Short exercise A:
Answer these questions from the JD950 brake seals thread:
(i) What year does the poster believe the Deere 950 was made?
(ii) Which four things did the poster try on the nuts holding the drums?
(iii) Which maker does the reply say really built the tractor?
Short exercise B:
Rewrite the part of the JD950 brake seals thread starting at "For starters, The" and ending at "images you need.", swapping "Yanmar" for "Kubota".

Provided passage:
▶
# JD950 brake seals



## Billgrim (Nov 21, 2020)

Hello everyone. Just joined the site as I’m working on a Deere 950. I believe it’s a 1987. I’m in the process of replacing the brake seals. I cannot for the life of me get the nuts off that hold the drums in. I’ve tried a long breaker bar, an impact gun, heat, and penetrating fluid. Neither are budging. What have you guys done to get them off? Also, I’m guessing they are standard thread? Is this accurate?
Thanks all. I’m banging my head on this one.


----------



## bmaverick (Feb 20, 2014)

Billgrim said:


> Hello everyone. Just joined the site as I’m working on a Deere 950. I believe it’s a 1987. I’m in the process of replacing the brake seals. I cannot for the life of me get the nuts off that hold the drums in. I’ve tried a long breaker bar, an impact gun, heat, and penetrating fluid. Neither are budging. What have you guys done to get them off? Also, I’m guessing they are standard thread? Is this accurate?
> Thanks all. I’m banging my head on this one.


For starters, The tractor is really a Yanmar painted JD green.  With that said, expect this 1987 to be all METRIC. Including the threads. 

You are in luck. There is a JD850/950/1050 YM2500/YM2610 Service Manual here on the forum. At the top, click on MANUALS, then click Tractor, then click CUT. Scroll till you find the 2 or 3 manuals for this machine. This will describe the brake service with images you need. 

Enjoy!


----------
◀
Provided records:
▶
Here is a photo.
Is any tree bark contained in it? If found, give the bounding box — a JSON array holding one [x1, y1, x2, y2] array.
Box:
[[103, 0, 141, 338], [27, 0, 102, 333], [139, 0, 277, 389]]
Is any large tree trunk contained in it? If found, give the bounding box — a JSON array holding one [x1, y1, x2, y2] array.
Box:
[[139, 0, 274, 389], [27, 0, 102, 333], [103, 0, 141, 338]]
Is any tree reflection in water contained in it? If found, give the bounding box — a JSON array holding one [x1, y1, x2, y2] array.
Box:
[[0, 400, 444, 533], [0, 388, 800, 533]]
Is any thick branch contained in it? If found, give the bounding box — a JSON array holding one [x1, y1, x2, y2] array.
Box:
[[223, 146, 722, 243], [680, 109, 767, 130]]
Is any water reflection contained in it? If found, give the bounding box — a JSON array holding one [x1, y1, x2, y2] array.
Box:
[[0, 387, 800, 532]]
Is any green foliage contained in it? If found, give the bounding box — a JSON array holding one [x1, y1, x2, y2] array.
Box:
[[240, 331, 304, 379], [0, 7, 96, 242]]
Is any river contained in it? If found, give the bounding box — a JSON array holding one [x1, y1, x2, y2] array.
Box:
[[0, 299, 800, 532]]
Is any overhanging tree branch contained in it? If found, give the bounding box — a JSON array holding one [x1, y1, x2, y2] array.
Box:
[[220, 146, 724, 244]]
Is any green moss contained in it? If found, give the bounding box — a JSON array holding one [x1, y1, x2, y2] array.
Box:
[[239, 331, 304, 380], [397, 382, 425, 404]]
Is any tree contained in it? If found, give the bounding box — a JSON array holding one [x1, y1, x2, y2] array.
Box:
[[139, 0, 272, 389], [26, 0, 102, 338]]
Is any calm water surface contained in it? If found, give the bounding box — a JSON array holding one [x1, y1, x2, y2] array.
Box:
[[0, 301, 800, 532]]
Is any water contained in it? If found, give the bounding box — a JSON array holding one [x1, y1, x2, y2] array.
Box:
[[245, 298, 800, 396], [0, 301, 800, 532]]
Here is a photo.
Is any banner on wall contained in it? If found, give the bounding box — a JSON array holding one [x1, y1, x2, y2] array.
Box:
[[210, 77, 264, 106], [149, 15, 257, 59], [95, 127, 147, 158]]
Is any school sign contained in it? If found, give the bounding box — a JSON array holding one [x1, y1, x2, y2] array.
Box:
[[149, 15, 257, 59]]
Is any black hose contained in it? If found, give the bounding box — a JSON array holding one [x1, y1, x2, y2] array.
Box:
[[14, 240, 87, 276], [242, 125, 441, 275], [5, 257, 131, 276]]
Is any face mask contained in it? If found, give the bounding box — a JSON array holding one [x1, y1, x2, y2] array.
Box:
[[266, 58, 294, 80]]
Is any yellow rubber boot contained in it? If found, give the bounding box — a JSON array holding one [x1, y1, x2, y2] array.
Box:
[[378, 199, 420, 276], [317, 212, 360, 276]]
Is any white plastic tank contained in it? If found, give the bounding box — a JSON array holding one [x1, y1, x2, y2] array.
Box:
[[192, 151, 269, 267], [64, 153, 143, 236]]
◀
Worked solution A:
(i) 1987
(ii) A long breaker bar, an impact gun, heat, and penetrating fluid
(iii) Yanmar

Worked solution B:
For starters, The tractor is really a Kubota painted JD green.  With that said, expect this 1987 to be all METRIC. Including the threads. 

You are in luck. There is a JD850/950/1050 YM2500/YM2610 Service Manual here on the forum. At the top, click on MANUALS, then click Tractor, then click CUT. Scroll till you find the 2 or 3 manuals for this machine. This will describe the brake service with images you need.